RECORDS SHOWN:
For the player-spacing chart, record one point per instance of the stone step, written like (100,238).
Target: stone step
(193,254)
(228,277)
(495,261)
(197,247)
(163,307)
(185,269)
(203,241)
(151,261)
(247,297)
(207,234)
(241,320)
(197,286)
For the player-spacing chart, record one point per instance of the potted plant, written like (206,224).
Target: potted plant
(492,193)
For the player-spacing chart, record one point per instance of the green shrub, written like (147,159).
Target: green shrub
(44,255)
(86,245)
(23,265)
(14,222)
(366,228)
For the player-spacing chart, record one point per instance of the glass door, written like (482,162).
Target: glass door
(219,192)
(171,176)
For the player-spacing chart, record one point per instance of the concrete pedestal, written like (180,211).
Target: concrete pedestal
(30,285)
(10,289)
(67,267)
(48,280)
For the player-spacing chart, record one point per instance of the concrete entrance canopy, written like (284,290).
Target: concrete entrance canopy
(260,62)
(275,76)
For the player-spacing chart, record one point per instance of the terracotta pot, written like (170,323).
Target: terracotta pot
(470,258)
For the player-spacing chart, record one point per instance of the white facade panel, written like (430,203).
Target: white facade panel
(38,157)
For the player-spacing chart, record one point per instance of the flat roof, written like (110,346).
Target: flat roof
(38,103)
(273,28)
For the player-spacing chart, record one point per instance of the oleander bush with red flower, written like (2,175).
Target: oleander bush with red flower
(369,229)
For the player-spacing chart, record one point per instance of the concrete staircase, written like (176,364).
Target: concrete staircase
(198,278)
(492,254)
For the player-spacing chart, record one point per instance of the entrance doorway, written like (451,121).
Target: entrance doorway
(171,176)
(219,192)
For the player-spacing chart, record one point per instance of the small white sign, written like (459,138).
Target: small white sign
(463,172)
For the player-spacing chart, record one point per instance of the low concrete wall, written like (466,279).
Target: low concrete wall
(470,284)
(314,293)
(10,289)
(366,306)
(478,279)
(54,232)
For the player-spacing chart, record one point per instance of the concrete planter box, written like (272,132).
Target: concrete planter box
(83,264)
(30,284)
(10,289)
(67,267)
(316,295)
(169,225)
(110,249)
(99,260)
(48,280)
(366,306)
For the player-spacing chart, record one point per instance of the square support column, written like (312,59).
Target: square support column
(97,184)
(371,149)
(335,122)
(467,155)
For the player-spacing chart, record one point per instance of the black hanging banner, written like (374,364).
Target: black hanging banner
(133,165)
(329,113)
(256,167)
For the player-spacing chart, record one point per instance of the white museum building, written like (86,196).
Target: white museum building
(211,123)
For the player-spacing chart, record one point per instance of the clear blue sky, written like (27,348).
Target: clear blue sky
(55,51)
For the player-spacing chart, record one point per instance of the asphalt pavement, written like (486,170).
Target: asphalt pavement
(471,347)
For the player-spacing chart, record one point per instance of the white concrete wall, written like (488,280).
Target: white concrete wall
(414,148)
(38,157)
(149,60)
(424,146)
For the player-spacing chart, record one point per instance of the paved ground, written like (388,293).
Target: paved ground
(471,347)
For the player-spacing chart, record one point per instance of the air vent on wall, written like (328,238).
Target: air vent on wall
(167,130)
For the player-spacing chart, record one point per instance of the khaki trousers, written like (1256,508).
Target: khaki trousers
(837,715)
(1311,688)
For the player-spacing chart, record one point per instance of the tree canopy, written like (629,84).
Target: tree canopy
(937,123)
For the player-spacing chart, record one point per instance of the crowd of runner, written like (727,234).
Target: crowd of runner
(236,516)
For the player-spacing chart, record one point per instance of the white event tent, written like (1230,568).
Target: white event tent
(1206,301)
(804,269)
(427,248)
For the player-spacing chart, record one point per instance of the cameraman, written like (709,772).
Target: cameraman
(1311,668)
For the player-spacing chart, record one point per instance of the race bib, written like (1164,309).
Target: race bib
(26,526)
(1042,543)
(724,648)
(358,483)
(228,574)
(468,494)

ASSIGNMENT:
Copy out the material, keeping every line exactly as it is.

EXERCISE RESULT:
For the player-spacing chart, record one point per instance of the stone step, written like (100,238).
Target: stone step
(193,254)
(228,277)
(495,261)
(197,247)
(163,307)
(185,269)
(203,241)
(151,261)
(247,297)
(207,234)
(241,320)
(197,286)
For the player-spacing chart, record one point per instance of the potted plant, written like (206,224).
Target: potted plant
(492,193)
For the player-spacing chart, record one point per instance of the green shrub, written like (147,159).
Target: green shrub
(44,255)
(86,245)
(23,265)
(14,222)
(366,228)
For the player-spacing chart, record one point per instance of the glass door, written like (482,162).
Target: glass door
(219,192)
(171,176)
For the player-spacing chart, record one point per instance of the concrete pedestal, written like (180,211).
Target: concrete pedestal
(30,285)
(10,289)
(67,267)
(48,280)
For the player-spacing chart, record one point per instance of the concrete entrance canopy, written like (284,290).
Target: concrete entrance canopy
(260,62)
(275,76)
For the player-spacing chart, record one point per instance of the terracotta pot, written like (170,323).
Target: terracotta pot
(470,258)
For the player-spacing chart, record one point per instance of the white facade panel, written like (430,203).
Target: white facade panel
(38,157)
For the player-spacing chart, record one point per instance of the flat roof, written like (110,346).
Target: flat roof
(38,103)
(273,28)
For the player-spacing chart, record one point per instance of the oleander bush with red flower, written like (2,175).
Target: oleander bush with red flower
(369,229)
For the player-spacing chart, record one point per instance of the concrete staircase, written like (176,364).
Target: concrete staircase
(198,278)
(492,254)
For the player-spacing chart, record one point per instance of the entrance doorway, written like (451,121).
Target: entrance doorway
(171,176)
(219,192)
For the player-spacing chart, record one point per instance of the small white sign, written like (459,138).
Target: small white sign
(463,172)
For the player-spacing chart, record one point per instance of the low concrete wall, written like (466,279).
Target: low concrete wall
(470,284)
(314,293)
(10,289)
(366,306)
(478,279)
(54,232)
For the player-spacing chart, record one point per instance of the concrete planter box, written like (272,132).
Target: concrete planter box
(83,264)
(30,284)
(10,289)
(67,267)
(316,295)
(169,225)
(110,249)
(99,260)
(48,280)
(366,306)
For the player-spacing chart, record one point per instance of the square support column, written like (312,59).
Target: square support column
(97,184)
(371,149)
(335,122)
(467,155)
For the player-spacing chart, record one point per instance of the black hanging banner, written like (374,364).
Target: black hanging banner
(133,165)
(329,113)
(256,167)
For the player-spacing chart, record one point per instance of the white museum building, written like (86,196).
Target: white museum building
(211,123)
For the player-spacing chart, record one point per instance of the clear blue sky, written like (27,348).
Target: clear blue sky
(55,51)
For the player-spacing chart, record one point per instance of the asphalt pavement, written like (486,170).
Target: asphalt pavement
(471,347)
For the player-spacing chart, record one point per instance of the white concrete wall, written like (488,280).
Target: white concrete wall
(414,148)
(38,157)
(149,60)
(424,146)
For the player-spacing chart, record one point per instance of the paved ground, written like (388,293).
Target: paved ground
(471,347)
For the player-spacing chart, record one point per instance of the air vent on wall, written like (328,238).
Target: air vent on wall
(167,130)
For the player-spacing chart, record one point per instance of the khaki trousers, written like (1256,508).
Target: khaki trousers
(837,715)
(1311,688)
For the player-spacing chart, record one point per instance of the tree canopy, written like (629,84).
Target: tree canopy
(937,123)
For the player-spacing chart, record one point per instance of the crowd of runner, written like (727,234).
Target: crowd of runner
(236,516)
For the player-spacing chart, record one point per instance of the white event tent, written like (1230,568).
Target: white event tent
(1206,301)
(804,269)
(427,248)
For the player-spacing chart, record one point per instance of the cameraman, written like (709,772).
Target: cameraman
(1311,668)
For the player-spacing chart, record one point per instance of the race bib, written like (1164,309).
Target: race bib
(26,526)
(1042,543)
(724,648)
(358,483)
(228,574)
(468,494)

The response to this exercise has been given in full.